BRIEF
In the text on the history of cereal, which grains were people in what is now Greece cultivating by 7000 B.C.E.?

  • Tropical toppings: coconut flakes, dried papaya and pineapple pieces, fresh mango
  •  
    Preparation

    1. PLACE the popcorn in a bowl and add cold milk, just like any breakfast cereal.

    2. SPRINKLE with the optional sugar and top with your choice of stir-ins. Dig in!
     
     
    THE HISTORY OF CEREAL

    Cereals were the foundation of human civilization. Most archaeologists and paleoanthropologists agree that agriculture began around 10,000 B.C.E., when nomadic people living near the Tigris and Euphrates Rivers in Mesopotamia (the “Fertile Crescent,” which is modern-day Iraq) settled into villages and began cultivating and breeding wheat. Some believe that the desire for a fixed residence for the growing of wheat was based on the demand for beer.

  • By 8000 B.C.E., people in Central Asia† were cultivating millet and rice. Emmer wheat, einkorn wheat, and barley were three of the so-called Neolithic founder crops in the Fertile Crescent. Around the same time, millet and rice were starting to be cultivated in East Asia†. Sorghum and millets were being domesticated in sub-Saharan West Africa.
  • By 7000 B.C.E., people in what is now Greece were cultivating not only wheat but barley and oats.
  • By 6000 B.C.E., farmers were milling their cereal grains by hammering them with stone pestles and were toasting the milled grains.
  • By 3000 B.C.E., people in South America, and probably Central America as well, were cultivating maize.

DATA SECTION
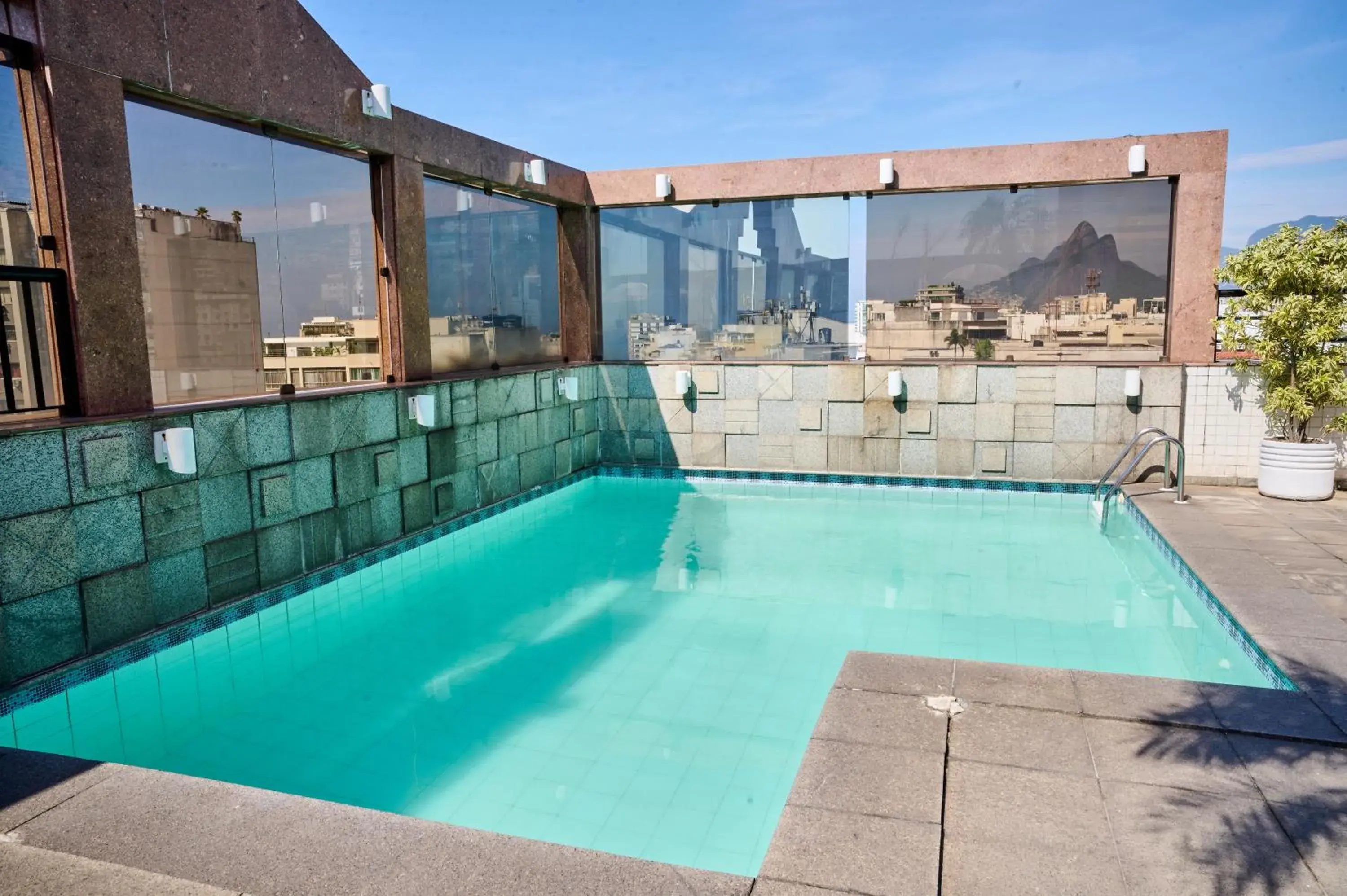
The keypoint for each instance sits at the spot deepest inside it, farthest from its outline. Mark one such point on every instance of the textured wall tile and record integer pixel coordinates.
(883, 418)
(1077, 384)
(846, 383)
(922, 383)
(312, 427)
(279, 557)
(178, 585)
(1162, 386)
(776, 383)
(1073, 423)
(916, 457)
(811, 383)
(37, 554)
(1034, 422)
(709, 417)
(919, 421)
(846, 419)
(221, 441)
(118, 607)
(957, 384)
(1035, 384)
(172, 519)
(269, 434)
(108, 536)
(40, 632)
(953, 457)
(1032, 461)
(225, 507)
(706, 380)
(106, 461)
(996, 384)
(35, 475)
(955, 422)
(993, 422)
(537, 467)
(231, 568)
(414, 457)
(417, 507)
* * *
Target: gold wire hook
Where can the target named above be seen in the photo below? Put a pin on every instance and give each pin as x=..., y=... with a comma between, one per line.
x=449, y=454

OUTPUT
Wheat, barley and oats.